++++ Data supplied
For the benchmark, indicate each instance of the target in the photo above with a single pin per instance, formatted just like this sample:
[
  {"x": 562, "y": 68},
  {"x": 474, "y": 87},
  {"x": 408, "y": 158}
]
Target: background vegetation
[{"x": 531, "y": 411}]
++++++++
[Brief] Pick out each line in the items above that contains the word "like", and copy those lines in full.

[Task output]
For the benchmark, indicate each instance of the target in the photo above with a single pin per instance, formatted just like this sample:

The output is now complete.